GIVEN TASK:
Could you write out every record below exactly, leaving out any pictures?

::: RECORDS SHOWN :::

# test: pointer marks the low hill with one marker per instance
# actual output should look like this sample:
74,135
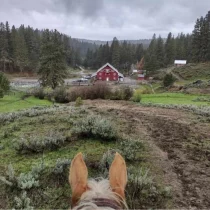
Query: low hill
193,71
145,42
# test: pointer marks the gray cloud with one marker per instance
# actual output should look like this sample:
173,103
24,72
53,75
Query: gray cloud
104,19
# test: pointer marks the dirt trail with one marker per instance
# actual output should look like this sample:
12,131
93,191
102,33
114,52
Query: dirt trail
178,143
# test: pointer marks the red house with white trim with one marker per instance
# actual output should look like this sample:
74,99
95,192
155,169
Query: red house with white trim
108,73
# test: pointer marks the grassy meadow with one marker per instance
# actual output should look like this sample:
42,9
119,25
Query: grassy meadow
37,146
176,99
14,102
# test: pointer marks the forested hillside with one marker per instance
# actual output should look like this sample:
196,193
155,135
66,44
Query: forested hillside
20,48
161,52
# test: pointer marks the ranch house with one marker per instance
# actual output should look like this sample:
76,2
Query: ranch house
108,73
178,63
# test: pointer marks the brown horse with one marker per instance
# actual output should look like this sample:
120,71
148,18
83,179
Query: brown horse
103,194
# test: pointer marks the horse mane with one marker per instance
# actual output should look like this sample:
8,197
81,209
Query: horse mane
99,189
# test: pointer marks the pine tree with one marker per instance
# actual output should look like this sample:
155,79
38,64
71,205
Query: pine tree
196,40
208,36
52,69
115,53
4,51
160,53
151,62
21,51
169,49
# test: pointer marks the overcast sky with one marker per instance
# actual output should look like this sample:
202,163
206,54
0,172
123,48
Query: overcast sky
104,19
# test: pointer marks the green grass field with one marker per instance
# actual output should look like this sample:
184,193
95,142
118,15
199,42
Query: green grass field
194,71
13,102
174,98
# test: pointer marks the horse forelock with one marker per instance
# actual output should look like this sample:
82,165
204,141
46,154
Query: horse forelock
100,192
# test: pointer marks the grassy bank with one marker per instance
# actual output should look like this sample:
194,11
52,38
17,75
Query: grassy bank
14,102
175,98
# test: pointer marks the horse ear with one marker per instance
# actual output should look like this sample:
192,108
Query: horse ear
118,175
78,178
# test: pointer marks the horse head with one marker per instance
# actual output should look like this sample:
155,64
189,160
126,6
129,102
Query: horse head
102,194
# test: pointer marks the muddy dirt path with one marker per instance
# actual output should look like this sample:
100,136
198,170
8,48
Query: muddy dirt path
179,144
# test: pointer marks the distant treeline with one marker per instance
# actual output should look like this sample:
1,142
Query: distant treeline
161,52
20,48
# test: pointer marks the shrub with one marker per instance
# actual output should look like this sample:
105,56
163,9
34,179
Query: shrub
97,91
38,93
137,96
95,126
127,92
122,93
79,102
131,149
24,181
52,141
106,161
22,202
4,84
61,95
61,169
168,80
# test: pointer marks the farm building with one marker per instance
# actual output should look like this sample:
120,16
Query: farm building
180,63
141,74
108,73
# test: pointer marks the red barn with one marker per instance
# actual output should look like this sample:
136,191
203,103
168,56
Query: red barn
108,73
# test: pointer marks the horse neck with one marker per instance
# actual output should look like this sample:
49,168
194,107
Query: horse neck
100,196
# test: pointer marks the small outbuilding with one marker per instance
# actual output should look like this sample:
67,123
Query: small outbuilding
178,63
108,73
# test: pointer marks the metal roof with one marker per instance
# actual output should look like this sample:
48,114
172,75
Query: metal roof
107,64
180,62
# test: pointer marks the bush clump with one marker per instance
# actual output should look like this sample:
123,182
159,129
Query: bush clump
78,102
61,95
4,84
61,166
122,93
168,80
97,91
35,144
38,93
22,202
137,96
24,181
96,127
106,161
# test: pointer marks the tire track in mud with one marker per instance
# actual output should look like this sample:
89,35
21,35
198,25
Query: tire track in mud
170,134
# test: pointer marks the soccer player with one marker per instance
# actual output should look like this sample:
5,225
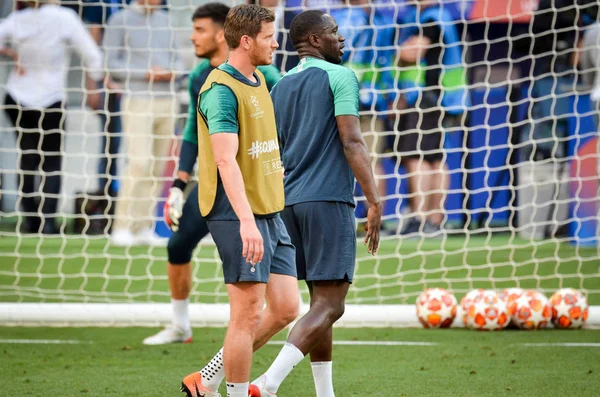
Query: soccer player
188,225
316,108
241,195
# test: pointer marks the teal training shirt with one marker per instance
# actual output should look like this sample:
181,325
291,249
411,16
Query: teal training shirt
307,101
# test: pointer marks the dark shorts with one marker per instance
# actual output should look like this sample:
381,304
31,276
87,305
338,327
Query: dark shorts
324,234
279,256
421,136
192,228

:::

RESULT OF THIS TASK:
# test: pointer marks the low hill with one marker per instance
# actual output should look like this sample:
74,135
Query: low hill
193,71
145,42
# test: pointer marks the gray cloud with one marker per instance
# actual output should look like this sample:
173,103
24,72
53,75
Query: gray cloud
104,19
# test: pointer marks the dirt trail with one marker per instance
# actual output should look like this sample:
12,131
93,191
102,33
114,52
Query: dirt trail
178,143
# test: pointer marks the red house with white trim with one marker per instance
# actual output should look like this sample:
74,99
95,192
155,169
Query: red house with white trim
108,73
# test: pointer marks the grassy meadow with one marker per instance
# actual output should look like this sample:
42,9
119,25
Query: grassy meadow
37,146
176,99
14,102
# test: pointer marks the forested hillside with one marker per instance
# actual output should look like this sample:
196,193
155,135
66,44
Query: forested hillside
20,48
161,52
# test: pointer marks the ranch house with one marker per instance
# actual output should look like this sample:
76,2
Query: ranch house
108,73
178,63
# test: pointer marks the brown horse with one marker per instance
# actual output should look like this sample:
120,71
148,18
83,179
Query: brown horse
103,194
# test: pointer marks the horse mane with one marker per instance
# actual output should look like this sample:
8,197
81,209
Query: horse mane
99,189
# test: pointer marks the pine tree with one marker per instance
# actual output should look like this sample:
155,79
38,64
71,205
Query: pine tree
196,40
208,36
52,69
115,53
4,51
160,53
151,62
21,51
169,49
# test: pointer marks the overcast sky with one marker per instance
# actual output should look like this sample:
202,163
206,54
0,172
123,48
Query: overcast sky
104,19
# test: pointer marks the green grass field with one marker per instance
# actual output should look like this sample:
184,193
95,142
118,15
199,42
Query: green grass field
194,71
13,102
174,98
# test: pointer marks the horse forelock with one marker per instance
# actual output should look like this sample:
82,165
204,141
46,154
Query: horse forelock
100,192
# test: pointer marks the grassy bank with one marker per instance
# actual output should look like this sample:
194,11
52,38
17,75
Query: grassy bank
14,102
175,98
# test: pointer marks the horse ear with one marker per instance
# actual output should look like this sample:
192,108
Query: horse ear
118,175
78,178
# test: pointer marks the horse head with one marker per instance
# actual output should look like this sample:
155,64
189,160
126,6
129,102
Query: horse head
102,194
# test: pointer marks the muddy dirt path with one marker per instance
# actual output should look like this sample:
100,136
198,170
8,48
Query: muddy dirt path
179,144
# test: pointer marks the distant treeline with one marker per instance
# actual output should look like this sample:
1,142
Query: distant treeline
161,52
20,48
# test: pointer marks the shrub with one marker per instance
# actual output should look like this sample:
105,56
163,9
34,179
Query: shrub
97,91
38,93
137,96
95,126
127,92
122,93
79,102
131,149
24,181
52,141
106,161
22,202
4,84
61,95
61,169
168,80
# test: pointer marks the farm building with one marker per instance
# actual output should look like this sample:
120,16
Query: farm building
180,63
141,74
108,73
# test: pointer marks the red barn with one marker per instance
# actual output should look like this sample:
136,191
203,103
168,56
Query: red barn
108,73
# test: pointer marks the horse neck with one marker per instance
# actual output should look like this sample:
49,168
194,107
Query: horse neck
100,196
# test: pointer marks the small outbuilding with one marker per instance
# actual output should look like this sample:
67,123
Query: small outbuilding
178,63
108,73
# test: pointer marks the metal roof with one marker per instance
# actual output should look like this sample:
48,114
172,75
Query: metal roof
107,64
180,62
# test: pointer marks the bush clump with one marker per instance
# actual output should look like this sample:
123,182
159,129
Query: bush clump
78,102
61,95
4,84
61,166
122,93
168,80
97,91
35,144
38,93
22,202
137,96
24,181
96,127
106,161
# test: pointer marks the tire track in mud with one marker per instance
# actual output should look like this sample:
89,35
21,35
198,25
Query: tire track in mud
170,134
# test: pointer marks the soccer player with one marker per instance
# actual output should look like this sample:
5,225
Query: soccer player
188,225
316,108
241,195
# test: pointer marks the teal training shirt with one marker per instance
# actual output should look like this sample:
181,325
291,249
411,16
Query: teal training shirt
307,101
# test: pointer marks the dark shorts with one marker per instance
# actual output should look like this sample:
381,304
31,276
87,305
338,327
Query: dark shorts
324,234
279,256
421,136
192,228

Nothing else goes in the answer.